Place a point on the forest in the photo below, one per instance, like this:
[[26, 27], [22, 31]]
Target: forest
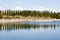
[[28, 13]]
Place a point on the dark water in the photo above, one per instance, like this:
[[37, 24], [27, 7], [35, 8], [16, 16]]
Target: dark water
[[30, 31]]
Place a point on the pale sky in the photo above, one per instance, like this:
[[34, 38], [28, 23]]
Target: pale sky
[[30, 4]]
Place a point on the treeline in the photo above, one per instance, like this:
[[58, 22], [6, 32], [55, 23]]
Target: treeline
[[27, 13]]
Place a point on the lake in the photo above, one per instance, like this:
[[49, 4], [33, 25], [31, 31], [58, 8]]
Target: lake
[[30, 31]]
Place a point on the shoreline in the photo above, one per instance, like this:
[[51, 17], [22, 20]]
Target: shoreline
[[28, 20]]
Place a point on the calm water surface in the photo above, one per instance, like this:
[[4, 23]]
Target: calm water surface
[[30, 31]]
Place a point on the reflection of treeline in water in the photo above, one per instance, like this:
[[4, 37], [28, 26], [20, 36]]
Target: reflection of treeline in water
[[28, 13], [24, 26]]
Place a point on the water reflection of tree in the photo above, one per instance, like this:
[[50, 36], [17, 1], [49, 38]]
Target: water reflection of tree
[[13, 26]]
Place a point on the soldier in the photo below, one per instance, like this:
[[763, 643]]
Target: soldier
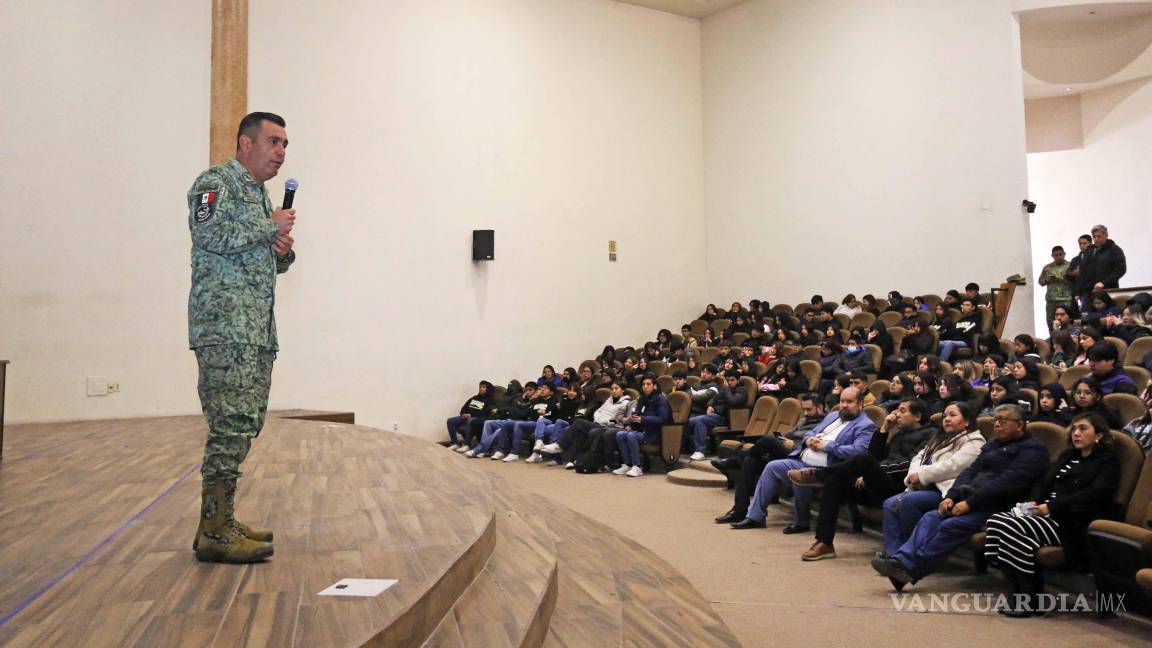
[[239, 247]]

· · · ·

What you have to do:
Copy out every line of the entries above word for word, and leave the pictures out of your copy.

Result:
Place a point on the forest in the photo below, one per instance, like this:
[[26, 27], [22, 31]]
Target: forest
[[28, 13]]
Place a point on the dark water in the photo above, one per instance, like this:
[[37, 24], [27, 7], [35, 8], [16, 16]]
Target: dark water
[[30, 31]]
Place a point on the pale sky in the photo above, one per instance, like this:
[[34, 38], [28, 23]]
Target: pale sky
[[30, 4]]
Place a point on the treeline in the photo above, one per instance, like this:
[[58, 22], [6, 32], [55, 23]]
Target: treeline
[[27, 13]]
Place a point on the lake in the photo above, one per instance, like this:
[[49, 4], [33, 25], [31, 31], [58, 8]]
Target: lake
[[30, 31]]
Place a point on the shoreline in the photo above, one per instance, like this:
[[51, 17], [22, 20]]
Target: shoreline
[[28, 20]]
Place a point on the calm water surface in the photo above, one per instance, like this:
[[4, 23]]
Target: calm water surface
[[30, 31]]
Place a point on the reflection of treeline in water in the photo above, one per instance, like this:
[[4, 37], [28, 26], [20, 36]]
Target: reflection of treeline in water
[[28, 13], [24, 26]]
Place a point on the water reflection of tree in the photo above, one per instance, like this:
[[50, 36], [17, 1], [49, 38]]
Target: water reflection of tree
[[13, 26]]
Place a point on the soldier in the photo below, one per instance, like this:
[[763, 643]]
Target: soldier
[[239, 247]]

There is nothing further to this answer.